**YOUR INSTRUCTIONS:**
Keep the pictures out. Restate the entries below word for word.

Images for object localization
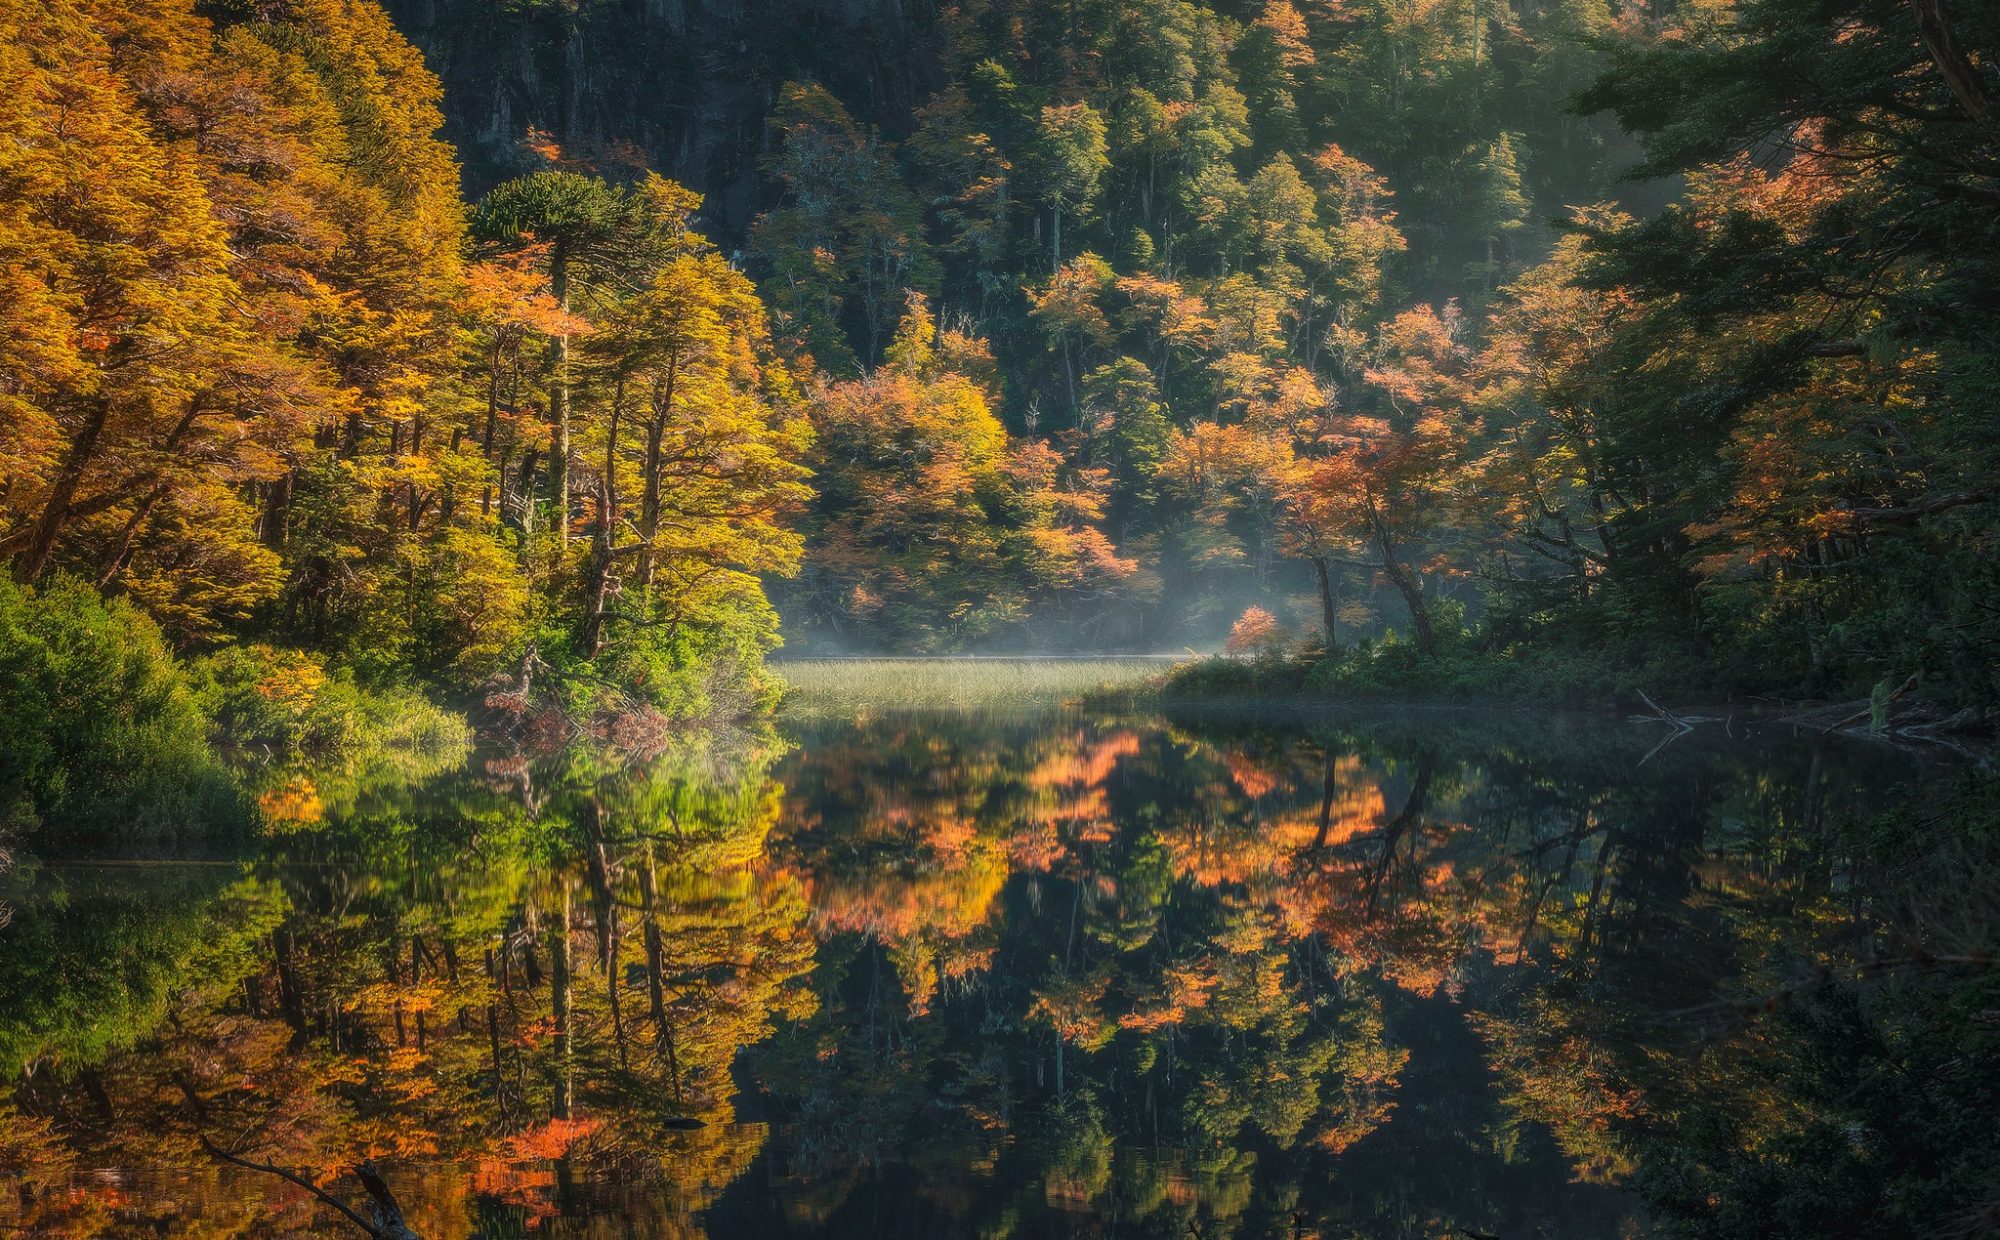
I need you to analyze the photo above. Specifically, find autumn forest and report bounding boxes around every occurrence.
[1,0,1997,1234]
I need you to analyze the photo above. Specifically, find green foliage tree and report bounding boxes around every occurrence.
[473,170,649,541]
[1029,102,1111,273]
[0,577,230,836]
[751,83,936,373]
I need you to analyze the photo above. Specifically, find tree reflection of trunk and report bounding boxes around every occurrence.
[502,914,534,1102]
[487,999,511,1124]
[606,913,629,1073]
[1800,746,1828,902]
[1575,837,1616,967]
[550,881,574,1121]
[274,928,307,1044]
[386,939,407,1049]
[585,801,614,968]
[1518,804,1594,962]
[1364,752,1435,917]
[640,842,684,1107]
[408,936,428,1053]
[583,801,631,1072]
[1309,749,1339,851]
[604,884,631,1075]
[519,907,544,989]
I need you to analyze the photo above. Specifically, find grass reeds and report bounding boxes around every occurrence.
[776,657,1174,714]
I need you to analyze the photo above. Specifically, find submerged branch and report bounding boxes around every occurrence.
[190,1132,413,1239]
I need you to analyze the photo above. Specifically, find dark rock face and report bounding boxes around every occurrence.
[382,0,941,236]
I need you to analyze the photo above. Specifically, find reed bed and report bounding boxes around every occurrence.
[776,656,1176,713]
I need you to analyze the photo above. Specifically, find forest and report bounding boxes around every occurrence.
[4,0,1998,796]
[2,0,1998,1236]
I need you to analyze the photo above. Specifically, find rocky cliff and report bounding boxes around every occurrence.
[381,0,942,233]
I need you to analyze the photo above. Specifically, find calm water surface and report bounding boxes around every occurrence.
[0,685,1942,1237]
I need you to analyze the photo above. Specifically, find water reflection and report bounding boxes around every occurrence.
[0,704,1948,1237]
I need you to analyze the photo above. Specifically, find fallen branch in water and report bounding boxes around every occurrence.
[1820,672,1917,734]
[1774,676,1993,751]
[192,1133,418,1238]
[353,1161,420,1240]
[1630,690,1720,728]
[1628,691,1722,764]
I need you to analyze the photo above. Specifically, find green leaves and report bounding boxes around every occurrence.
[0,576,234,837]
[473,170,653,289]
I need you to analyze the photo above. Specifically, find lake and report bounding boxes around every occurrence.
[0,664,1957,1237]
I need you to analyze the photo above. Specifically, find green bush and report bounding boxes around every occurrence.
[1156,623,1721,709]
[1155,654,1308,701]
[552,582,787,724]
[192,642,469,759]
[0,576,237,838]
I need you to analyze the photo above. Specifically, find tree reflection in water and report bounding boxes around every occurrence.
[2,704,1983,1238]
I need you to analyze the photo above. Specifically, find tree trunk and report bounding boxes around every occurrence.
[603,375,623,536]
[353,1161,421,1240]
[578,479,614,655]
[1369,503,1435,656]
[1309,556,1340,654]
[1909,0,1991,125]
[97,484,168,588]
[1063,337,1078,425]
[262,472,292,550]
[1378,548,1435,656]
[549,242,572,544]
[12,399,108,583]
[639,356,678,593]
[516,449,540,537]
[483,336,504,451]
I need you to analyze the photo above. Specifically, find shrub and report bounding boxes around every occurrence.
[193,642,469,759]
[1224,605,1290,658]
[1156,620,1722,709]
[0,576,236,838]
[562,581,788,724]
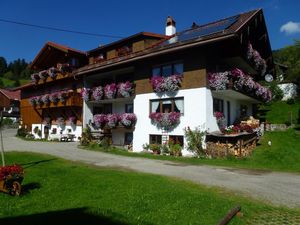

**YOUR RESPONSE:**
I need you to analyze the photo above. Specifically, find autumn forest and report bounding boxes around every occurrence.
[1,0,1997,1234]
I need you to analyze the photo above. Specifically, find green foliage tree and report bounding boxes around every occurrence.
[473,170,649,541]
[1029,102,1111,273]
[0,577,230,836]
[751,83,936,373]
I need you to analyze the photo above. Specifically, find tree reflection of trunk and report bounding boxes around every occurrence.
[502,914,534,1102]
[487,999,511,1124]
[606,913,629,1073]
[1800,746,1828,902]
[1575,837,1616,967]
[550,881,574,1121]
[274,928,307,1044]
[386,939,407,1049]
[585,801,614,968]
[1518,804,1594,962]
[1364,752,1435,917]
[640,842,684,1107]
[408,936,428,1053]
[583,801,631,1072]
[1309,749,1339,851]
[604,884,631,1075]
[519,907,544,989]
I need you to analyze the photo above. Specifically, find grass reeds and report bounding boxes around every occurrence.
[776,657,1174,714]
I need you to analyze the photo above. Specifically, find submerged branch and report bounding boxes around every occurrence.
[190,1132,413,1239]
I need you to analyze the photo above. Specifically, find dark rock face and report bounding boxes around every occurrence.
[382,0,941,236]
I need you to analyze the photo above. Specifically, find reed bed and report bounding boxes around every occurrence.
[776,656,1176,713]
I need you to analyze the photo above. Specifically, find forest and report bounding boxes around every occurrence.
[4,0,1998,796]
[2,0,1998,1236]
I need you to analyze the photo above. Specifically, find rocky cliff and report bounding boxes around every occurrence.
[381,0,942,233]
I need you to analyze the photo above. Specifically, find calm water surface and report bounding boxes around every occurrence.
[0,685,1942,1237]
I need you to analyze the photo above. Specifically, find water reflection and report bounding boxes around every occurrence.
[0,704,1948,1237]
I need you to analyze the photo above. Specifically, find fallen branch in water and report bounding boxes around every occurrence.
[1820,672,1917,734]
[1774,676,1993,751]
[192,1133,418,1238]
[353,1161,420,1240]
[1630,690,1720,728]
[1628,691,1722,764]
I need you to analyze the photo above. Specifically, find green leaves and report bounding boxes around every occurrence.
[0,576,234,837]
[473,170,653,289]
I need you to analyze the photo above. Specifically, find lake and report bounding boxes around every occurrence.
[0,664,1957,1237]
I need you to analyze the photo above. Specifically, find green bush and report bounding boxes around every occurrence.
[1156,623,1721,709]
[1155,654,1308,701]
[552,582,787,724]
[192,642,469,759]
[0,576,237,838]
I need you to analyze the photo above. Specifically, find tree reflection in water and report bounding boxes around every occurrence.
[2,704,1983,1238]
I need you to analyze the photo above. Specifically, find tree trunk and report bounding boxes around every occurrence.
[603,375,623,536]
[353,1161,421,1240]
[578,479,614,655]
[1369,503,1435,656]
[1309,556,1340,654]
[1909,0,1991,125]
[97,484,168,588]
[1063,337,1078,425]
[262,472,292,550]
[1378,548,1435,656]
[549,242,572,544]
[12,399,108,583]
[639,356,678,593]
[516,449,540,537]
[483,336,504,451]
I need you to analyze the photo above. Specifically, find shrub and report bounding boxes around every occurrence.
[193,642,469,759]
[1224,605,1290,658]
[1156,620,1722,709]
[0,576,236,838]
[562,581,788,724]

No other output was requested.